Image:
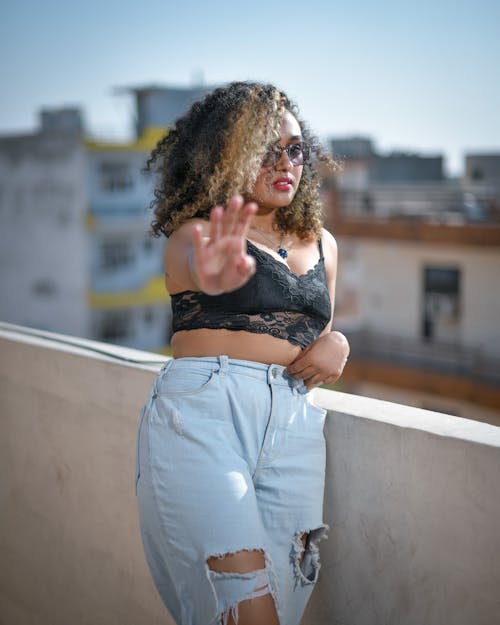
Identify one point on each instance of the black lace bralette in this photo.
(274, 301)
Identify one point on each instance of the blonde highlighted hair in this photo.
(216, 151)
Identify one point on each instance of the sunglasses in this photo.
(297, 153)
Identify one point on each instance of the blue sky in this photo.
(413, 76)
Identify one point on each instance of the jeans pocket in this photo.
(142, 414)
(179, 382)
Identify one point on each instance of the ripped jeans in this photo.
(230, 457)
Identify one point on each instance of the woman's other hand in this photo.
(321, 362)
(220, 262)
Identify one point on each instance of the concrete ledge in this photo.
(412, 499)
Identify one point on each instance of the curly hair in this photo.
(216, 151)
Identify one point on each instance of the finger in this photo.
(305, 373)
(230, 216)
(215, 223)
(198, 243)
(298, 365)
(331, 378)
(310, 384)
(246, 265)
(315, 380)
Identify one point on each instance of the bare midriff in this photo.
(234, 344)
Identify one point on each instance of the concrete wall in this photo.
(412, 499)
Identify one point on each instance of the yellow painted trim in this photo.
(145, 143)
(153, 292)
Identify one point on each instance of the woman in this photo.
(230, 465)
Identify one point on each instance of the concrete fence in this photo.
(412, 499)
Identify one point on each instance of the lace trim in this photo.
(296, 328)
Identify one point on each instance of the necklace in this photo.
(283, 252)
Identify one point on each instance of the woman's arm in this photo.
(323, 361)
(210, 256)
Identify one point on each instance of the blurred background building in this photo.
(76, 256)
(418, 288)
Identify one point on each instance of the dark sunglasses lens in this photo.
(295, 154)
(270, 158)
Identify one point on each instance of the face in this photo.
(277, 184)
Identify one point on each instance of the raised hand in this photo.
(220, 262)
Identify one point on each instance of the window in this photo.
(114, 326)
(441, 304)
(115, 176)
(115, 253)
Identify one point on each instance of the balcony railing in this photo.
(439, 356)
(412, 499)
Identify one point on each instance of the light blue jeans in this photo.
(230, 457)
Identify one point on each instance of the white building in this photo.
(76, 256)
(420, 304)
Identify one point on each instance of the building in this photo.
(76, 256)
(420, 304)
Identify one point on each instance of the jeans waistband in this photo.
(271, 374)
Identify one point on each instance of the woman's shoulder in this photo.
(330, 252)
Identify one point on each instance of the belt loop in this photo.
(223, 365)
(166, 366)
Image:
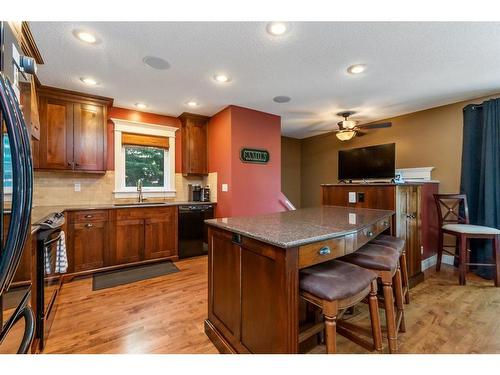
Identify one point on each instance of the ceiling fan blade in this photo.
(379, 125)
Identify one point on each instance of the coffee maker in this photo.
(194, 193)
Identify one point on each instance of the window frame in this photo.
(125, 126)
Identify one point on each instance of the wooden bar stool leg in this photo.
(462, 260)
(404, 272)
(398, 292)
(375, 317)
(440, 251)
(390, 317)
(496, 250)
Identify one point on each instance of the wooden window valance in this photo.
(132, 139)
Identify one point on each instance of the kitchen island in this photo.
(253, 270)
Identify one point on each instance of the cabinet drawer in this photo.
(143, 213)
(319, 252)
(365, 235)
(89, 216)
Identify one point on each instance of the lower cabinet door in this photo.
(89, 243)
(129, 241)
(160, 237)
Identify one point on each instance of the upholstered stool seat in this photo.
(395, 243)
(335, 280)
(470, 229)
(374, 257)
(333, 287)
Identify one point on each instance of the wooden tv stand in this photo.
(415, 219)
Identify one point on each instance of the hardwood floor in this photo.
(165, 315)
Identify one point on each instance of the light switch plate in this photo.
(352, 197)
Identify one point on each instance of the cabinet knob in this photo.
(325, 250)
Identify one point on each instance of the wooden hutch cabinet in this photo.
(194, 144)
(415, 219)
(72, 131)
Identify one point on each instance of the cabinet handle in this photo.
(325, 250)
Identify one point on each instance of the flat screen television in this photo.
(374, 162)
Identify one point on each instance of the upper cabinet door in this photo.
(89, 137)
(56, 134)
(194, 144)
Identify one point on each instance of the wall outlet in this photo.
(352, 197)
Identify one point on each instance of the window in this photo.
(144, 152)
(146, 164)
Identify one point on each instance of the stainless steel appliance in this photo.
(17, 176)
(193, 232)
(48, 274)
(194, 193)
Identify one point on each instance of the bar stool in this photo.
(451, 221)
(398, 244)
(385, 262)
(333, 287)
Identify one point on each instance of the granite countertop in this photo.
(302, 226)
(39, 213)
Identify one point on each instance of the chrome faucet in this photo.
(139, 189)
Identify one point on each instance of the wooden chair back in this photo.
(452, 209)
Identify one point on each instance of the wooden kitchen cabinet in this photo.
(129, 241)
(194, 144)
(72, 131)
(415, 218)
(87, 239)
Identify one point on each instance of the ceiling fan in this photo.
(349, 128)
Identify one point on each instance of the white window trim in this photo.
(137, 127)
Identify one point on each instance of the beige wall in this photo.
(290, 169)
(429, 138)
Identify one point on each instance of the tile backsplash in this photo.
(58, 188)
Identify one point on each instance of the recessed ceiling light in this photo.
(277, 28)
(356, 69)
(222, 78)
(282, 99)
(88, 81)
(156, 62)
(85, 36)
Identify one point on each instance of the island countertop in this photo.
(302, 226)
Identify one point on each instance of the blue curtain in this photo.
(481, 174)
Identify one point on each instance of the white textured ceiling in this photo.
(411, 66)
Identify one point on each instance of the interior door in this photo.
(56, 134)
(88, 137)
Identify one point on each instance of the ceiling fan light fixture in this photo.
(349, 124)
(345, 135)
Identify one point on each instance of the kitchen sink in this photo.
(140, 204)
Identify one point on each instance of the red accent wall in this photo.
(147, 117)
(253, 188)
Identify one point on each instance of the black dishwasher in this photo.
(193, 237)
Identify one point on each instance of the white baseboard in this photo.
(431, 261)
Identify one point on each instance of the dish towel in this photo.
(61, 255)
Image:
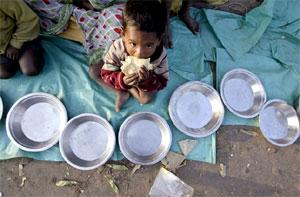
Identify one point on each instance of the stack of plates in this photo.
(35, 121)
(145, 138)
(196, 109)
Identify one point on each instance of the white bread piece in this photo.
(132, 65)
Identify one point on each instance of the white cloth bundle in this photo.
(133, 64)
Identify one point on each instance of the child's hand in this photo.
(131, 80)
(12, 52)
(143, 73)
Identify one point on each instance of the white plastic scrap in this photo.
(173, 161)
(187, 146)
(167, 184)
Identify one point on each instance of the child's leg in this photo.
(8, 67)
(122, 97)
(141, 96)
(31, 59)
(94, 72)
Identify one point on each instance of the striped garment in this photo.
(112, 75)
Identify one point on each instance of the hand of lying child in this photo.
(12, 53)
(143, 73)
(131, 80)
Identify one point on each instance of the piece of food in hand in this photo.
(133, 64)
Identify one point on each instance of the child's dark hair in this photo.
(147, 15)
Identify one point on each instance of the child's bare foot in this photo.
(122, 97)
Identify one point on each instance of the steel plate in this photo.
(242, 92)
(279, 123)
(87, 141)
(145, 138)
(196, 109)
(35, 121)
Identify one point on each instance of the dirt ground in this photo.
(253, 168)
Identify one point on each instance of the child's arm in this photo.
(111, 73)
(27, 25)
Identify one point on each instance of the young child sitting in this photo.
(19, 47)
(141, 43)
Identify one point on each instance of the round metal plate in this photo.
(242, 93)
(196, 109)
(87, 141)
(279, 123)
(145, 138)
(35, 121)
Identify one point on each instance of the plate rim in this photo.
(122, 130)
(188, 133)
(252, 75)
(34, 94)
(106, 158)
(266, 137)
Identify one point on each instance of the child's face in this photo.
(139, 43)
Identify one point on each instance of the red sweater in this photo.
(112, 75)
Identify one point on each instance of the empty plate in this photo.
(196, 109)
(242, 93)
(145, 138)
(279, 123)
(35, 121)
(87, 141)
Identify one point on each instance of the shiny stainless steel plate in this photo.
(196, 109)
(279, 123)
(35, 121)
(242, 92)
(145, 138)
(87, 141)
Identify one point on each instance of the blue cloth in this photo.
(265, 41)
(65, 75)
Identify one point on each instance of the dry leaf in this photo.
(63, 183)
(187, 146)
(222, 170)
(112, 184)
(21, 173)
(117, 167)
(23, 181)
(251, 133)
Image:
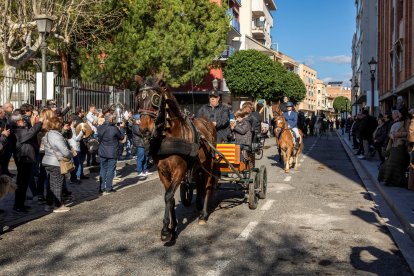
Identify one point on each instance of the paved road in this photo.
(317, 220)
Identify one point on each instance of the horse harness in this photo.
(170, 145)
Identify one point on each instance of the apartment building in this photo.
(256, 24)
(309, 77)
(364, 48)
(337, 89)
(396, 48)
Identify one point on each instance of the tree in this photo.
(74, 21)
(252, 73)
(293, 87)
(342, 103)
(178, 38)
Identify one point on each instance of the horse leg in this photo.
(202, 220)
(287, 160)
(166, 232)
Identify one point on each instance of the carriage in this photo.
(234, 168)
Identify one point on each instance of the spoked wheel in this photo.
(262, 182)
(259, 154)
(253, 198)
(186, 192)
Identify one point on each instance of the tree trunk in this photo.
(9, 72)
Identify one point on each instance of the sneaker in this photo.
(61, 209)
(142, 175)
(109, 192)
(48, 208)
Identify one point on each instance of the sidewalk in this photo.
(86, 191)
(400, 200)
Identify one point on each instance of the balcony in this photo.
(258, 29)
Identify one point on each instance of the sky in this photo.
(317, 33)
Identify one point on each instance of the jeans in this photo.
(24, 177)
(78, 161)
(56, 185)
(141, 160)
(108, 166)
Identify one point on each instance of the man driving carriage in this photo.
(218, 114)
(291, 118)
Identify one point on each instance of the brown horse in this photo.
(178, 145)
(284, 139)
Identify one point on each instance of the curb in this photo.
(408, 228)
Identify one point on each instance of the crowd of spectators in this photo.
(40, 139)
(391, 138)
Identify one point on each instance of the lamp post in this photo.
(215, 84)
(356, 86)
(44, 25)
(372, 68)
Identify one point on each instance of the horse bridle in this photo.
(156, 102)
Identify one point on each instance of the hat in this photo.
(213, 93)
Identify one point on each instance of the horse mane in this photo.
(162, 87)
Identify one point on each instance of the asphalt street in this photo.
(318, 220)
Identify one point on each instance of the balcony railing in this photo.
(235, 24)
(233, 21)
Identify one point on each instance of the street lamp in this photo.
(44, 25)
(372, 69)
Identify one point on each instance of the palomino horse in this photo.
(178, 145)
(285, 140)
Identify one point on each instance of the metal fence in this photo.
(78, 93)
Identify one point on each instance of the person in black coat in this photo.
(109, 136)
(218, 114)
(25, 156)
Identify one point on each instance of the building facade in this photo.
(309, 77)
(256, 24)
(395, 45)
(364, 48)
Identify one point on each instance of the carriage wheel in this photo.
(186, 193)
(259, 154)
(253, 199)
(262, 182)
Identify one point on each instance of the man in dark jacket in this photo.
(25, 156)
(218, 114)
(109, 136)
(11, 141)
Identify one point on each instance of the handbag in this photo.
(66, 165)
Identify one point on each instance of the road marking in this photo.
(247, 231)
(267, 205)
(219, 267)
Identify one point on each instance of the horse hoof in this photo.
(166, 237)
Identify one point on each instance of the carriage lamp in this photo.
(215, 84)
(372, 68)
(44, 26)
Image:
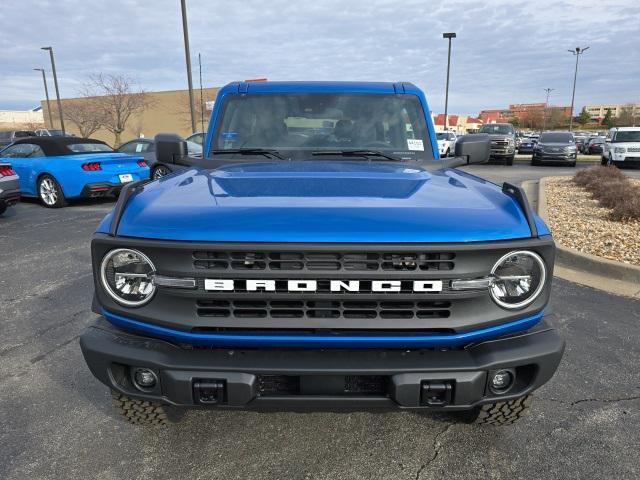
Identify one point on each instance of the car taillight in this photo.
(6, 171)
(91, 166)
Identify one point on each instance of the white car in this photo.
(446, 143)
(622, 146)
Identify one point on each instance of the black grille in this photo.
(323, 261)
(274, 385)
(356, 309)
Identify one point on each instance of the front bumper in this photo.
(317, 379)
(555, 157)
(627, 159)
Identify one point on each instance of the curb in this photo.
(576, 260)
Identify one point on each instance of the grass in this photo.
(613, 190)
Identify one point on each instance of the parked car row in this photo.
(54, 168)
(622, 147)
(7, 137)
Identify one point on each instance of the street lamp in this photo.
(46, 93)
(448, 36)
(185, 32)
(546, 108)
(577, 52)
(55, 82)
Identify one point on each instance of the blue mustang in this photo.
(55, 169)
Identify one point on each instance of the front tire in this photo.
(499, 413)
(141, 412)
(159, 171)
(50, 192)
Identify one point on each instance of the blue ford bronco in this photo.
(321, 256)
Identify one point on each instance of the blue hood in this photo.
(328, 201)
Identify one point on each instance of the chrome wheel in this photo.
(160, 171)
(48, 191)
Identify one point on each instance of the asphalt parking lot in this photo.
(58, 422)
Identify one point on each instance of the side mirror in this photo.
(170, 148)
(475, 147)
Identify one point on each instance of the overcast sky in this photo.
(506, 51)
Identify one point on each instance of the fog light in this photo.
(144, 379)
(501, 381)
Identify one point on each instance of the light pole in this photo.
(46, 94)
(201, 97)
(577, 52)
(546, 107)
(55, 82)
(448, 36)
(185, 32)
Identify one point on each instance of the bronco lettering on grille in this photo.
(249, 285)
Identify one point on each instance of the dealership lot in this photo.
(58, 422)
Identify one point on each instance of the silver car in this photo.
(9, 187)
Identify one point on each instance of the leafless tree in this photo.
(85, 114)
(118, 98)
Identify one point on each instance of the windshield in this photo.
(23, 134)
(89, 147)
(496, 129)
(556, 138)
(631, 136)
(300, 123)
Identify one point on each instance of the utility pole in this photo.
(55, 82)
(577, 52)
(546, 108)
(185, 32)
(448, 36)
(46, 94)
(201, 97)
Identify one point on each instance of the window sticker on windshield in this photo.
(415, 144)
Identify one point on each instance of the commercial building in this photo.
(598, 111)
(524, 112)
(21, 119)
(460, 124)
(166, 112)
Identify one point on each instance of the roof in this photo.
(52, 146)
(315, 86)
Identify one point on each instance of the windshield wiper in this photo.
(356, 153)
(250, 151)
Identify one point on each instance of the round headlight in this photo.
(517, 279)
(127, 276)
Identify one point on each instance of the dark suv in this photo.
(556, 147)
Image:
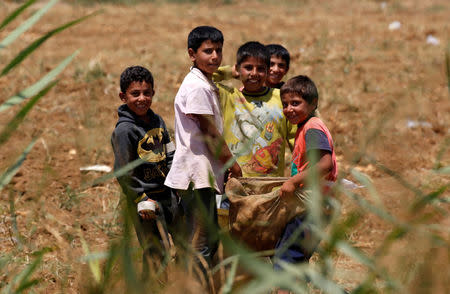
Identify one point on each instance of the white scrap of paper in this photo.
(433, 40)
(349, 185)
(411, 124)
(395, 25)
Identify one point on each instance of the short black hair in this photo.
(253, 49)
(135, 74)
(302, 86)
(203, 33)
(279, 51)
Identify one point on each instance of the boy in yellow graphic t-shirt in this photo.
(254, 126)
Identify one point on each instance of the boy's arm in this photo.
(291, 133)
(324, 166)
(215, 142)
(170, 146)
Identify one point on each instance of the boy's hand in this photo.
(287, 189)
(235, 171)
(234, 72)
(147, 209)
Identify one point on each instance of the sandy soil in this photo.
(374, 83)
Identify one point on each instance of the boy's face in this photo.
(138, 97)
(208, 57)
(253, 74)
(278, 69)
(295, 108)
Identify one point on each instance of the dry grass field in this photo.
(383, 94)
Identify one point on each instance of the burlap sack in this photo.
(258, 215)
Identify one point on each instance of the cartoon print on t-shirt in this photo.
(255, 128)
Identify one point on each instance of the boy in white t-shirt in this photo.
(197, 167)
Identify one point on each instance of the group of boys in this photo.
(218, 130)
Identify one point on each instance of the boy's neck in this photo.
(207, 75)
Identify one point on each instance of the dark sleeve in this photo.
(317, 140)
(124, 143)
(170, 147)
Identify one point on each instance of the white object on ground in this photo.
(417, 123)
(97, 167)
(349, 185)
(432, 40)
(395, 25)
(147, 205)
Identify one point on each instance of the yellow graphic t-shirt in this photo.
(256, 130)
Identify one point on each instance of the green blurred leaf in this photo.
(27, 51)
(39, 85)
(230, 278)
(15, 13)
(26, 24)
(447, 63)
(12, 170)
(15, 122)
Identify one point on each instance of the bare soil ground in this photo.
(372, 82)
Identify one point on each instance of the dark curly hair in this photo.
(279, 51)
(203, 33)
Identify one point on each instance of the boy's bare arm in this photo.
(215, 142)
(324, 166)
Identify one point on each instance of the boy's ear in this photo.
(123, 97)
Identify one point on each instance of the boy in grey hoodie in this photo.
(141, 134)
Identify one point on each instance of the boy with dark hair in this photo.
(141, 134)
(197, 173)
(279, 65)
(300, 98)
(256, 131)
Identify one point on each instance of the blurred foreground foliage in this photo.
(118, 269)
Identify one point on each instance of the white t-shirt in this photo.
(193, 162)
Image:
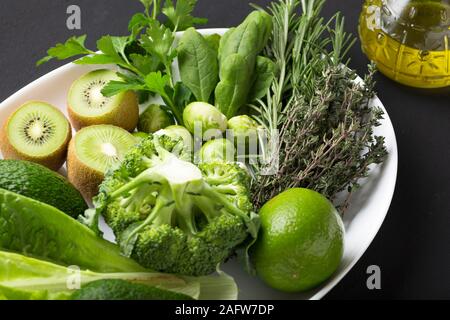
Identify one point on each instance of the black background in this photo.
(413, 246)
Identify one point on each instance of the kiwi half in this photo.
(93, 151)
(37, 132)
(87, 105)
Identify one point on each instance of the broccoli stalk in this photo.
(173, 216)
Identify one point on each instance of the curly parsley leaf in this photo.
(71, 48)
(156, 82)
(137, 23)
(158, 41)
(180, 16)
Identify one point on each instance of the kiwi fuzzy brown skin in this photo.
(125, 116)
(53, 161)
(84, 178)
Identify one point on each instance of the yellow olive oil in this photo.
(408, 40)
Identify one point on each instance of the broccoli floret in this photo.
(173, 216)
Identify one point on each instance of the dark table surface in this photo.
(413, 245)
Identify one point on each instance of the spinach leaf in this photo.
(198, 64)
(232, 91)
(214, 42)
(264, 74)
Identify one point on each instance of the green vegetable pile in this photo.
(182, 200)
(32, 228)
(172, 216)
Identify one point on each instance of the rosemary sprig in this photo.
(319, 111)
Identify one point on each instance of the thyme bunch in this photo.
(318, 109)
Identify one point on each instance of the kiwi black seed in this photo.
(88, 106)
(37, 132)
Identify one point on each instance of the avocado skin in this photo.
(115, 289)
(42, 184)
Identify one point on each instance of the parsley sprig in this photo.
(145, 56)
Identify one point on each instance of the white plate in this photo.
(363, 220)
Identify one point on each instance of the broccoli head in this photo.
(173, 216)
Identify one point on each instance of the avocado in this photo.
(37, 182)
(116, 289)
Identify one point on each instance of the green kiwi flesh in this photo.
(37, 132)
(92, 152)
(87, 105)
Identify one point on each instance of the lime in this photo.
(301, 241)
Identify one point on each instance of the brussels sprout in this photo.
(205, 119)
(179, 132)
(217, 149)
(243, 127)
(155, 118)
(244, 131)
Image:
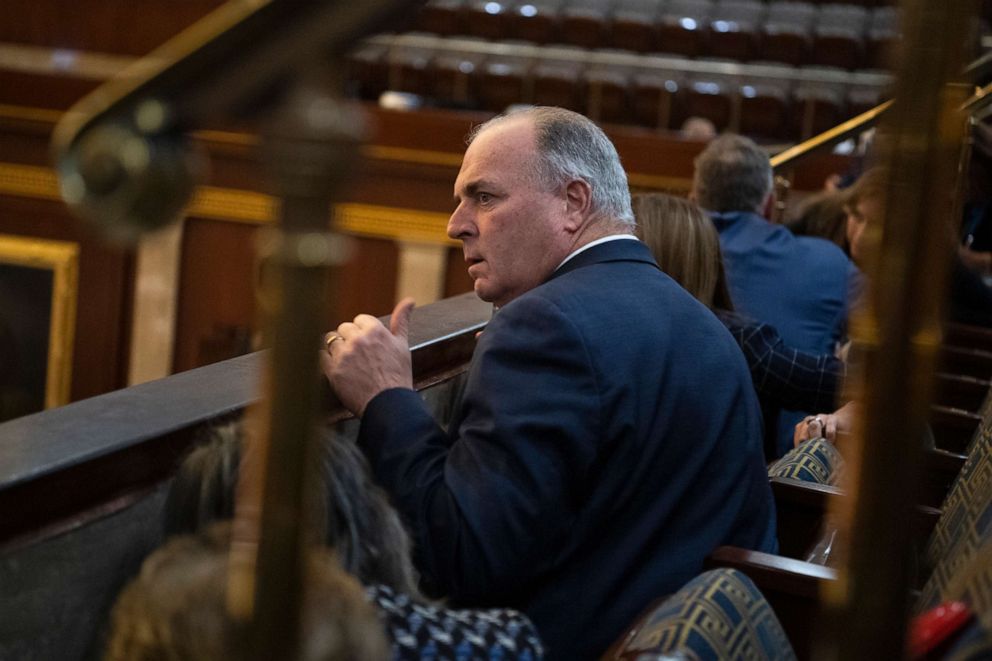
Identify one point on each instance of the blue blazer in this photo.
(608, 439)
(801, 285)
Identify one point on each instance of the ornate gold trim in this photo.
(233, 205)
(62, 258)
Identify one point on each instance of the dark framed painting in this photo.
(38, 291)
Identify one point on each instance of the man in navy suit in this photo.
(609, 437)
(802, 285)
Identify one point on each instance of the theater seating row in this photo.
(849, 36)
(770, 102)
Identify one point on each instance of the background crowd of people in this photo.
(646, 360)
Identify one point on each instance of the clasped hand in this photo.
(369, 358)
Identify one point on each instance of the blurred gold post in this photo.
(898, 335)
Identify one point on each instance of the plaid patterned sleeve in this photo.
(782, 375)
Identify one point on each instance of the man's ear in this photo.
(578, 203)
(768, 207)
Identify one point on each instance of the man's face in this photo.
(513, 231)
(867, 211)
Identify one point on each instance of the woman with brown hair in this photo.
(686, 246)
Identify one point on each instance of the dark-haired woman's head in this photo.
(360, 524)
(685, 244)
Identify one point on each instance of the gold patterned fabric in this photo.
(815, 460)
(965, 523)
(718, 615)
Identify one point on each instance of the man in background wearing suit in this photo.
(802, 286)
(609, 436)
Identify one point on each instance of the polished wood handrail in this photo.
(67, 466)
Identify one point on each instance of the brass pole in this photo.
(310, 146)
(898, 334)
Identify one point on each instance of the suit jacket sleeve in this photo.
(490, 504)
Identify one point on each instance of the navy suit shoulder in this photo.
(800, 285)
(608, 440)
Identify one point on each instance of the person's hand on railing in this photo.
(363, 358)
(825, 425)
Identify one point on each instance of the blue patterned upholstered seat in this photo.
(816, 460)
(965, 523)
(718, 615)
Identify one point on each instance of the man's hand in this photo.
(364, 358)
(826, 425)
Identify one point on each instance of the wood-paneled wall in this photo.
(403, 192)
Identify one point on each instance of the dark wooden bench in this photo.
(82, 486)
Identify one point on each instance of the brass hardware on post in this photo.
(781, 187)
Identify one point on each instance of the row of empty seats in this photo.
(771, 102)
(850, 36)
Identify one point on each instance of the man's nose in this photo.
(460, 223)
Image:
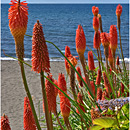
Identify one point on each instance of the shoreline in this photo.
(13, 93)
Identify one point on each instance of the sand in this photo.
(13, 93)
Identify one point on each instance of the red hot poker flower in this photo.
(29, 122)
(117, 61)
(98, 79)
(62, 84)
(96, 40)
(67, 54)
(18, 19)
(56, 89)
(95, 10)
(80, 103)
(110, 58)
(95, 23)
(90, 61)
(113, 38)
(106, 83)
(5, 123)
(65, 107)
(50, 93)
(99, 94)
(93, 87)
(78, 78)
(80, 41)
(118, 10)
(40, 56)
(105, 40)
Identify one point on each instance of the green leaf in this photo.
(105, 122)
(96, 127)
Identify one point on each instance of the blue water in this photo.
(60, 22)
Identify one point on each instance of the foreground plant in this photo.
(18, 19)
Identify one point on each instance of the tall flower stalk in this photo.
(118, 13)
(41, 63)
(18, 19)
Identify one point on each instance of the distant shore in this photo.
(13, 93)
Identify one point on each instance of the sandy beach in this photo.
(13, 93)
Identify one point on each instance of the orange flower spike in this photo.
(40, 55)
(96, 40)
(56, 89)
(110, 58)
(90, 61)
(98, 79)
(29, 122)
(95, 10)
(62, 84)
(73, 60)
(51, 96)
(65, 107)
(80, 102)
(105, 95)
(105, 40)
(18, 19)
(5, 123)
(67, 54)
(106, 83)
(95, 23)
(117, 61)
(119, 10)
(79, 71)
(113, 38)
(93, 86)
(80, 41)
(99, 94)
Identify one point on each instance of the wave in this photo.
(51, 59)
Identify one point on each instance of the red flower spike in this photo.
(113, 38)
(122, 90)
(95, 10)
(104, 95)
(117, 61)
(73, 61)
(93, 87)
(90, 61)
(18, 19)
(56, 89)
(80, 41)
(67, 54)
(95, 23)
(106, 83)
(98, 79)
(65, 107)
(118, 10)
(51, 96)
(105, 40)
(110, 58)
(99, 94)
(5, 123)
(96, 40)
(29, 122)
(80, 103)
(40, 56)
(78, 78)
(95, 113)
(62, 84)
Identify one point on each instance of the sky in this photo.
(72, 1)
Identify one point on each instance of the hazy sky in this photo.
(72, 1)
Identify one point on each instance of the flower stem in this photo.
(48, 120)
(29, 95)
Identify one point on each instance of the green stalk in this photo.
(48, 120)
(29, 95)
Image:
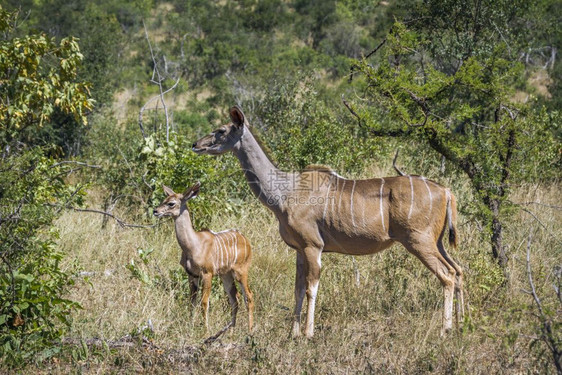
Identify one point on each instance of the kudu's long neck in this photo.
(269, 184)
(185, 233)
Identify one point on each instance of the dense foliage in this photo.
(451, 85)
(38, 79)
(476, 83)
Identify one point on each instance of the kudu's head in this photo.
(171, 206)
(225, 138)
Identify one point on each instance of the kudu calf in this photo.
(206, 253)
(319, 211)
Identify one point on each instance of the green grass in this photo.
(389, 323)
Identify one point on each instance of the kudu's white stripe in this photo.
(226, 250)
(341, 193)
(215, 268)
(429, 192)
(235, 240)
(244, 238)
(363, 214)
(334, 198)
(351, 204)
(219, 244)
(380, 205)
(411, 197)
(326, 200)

==================================================

Set problem → Render the records as a numbered list, from the line with "Identify one point on each instance of the kudu's head" through the end of the records, leaving out blank lines.

Solution for this exercise →
1. Identify one point on each instance of the kudu's head in this photo.
2. (171, 206)
3. (225, 138)
4. Identify one point on each instance of the kudu calf in this photo.
5. (206, 253)
6. (319, 211)
7. Identify one point on each instance of the green grass in this photo.
8. (389, 323)
9. Identify one point on each instance of the kudu's white stripe in this photo.
10. (226, 250)
11. (341, 193)
12. (215, 268)
13. (429, 192)
14. (235, 240)
15. (244, 238)
16. (363, 214)
17. (334, 198)
18. (351, 204)
19. (219, 244)
20. (380, 205)
21. (411, 197)
22. (326, 200)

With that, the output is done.